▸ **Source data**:
—————
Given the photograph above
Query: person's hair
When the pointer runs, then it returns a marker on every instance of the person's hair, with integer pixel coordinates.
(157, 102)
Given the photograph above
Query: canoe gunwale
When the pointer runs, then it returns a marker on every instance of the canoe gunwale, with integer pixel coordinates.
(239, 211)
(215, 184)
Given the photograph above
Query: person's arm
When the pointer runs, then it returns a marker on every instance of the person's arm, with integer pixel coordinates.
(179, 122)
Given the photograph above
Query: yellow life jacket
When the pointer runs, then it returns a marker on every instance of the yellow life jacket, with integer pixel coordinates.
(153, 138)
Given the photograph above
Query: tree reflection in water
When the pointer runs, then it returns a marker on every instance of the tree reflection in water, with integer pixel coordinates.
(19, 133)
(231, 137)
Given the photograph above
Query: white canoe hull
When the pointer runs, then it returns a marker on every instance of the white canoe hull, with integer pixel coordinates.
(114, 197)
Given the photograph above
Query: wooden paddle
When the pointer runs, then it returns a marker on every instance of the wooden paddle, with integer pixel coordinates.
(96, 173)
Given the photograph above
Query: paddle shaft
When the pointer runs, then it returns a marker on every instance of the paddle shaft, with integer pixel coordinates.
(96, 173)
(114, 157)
—————
▸ **WRITTEN REQUEST**: List every line in the listing above that contains the word "white".

▸ **WRITTEN RESPONSE**:
Query: white canoe hull
When the pointer runs, then it returns a marker on every instance of the white canoe hull, with integer pixel coordinates.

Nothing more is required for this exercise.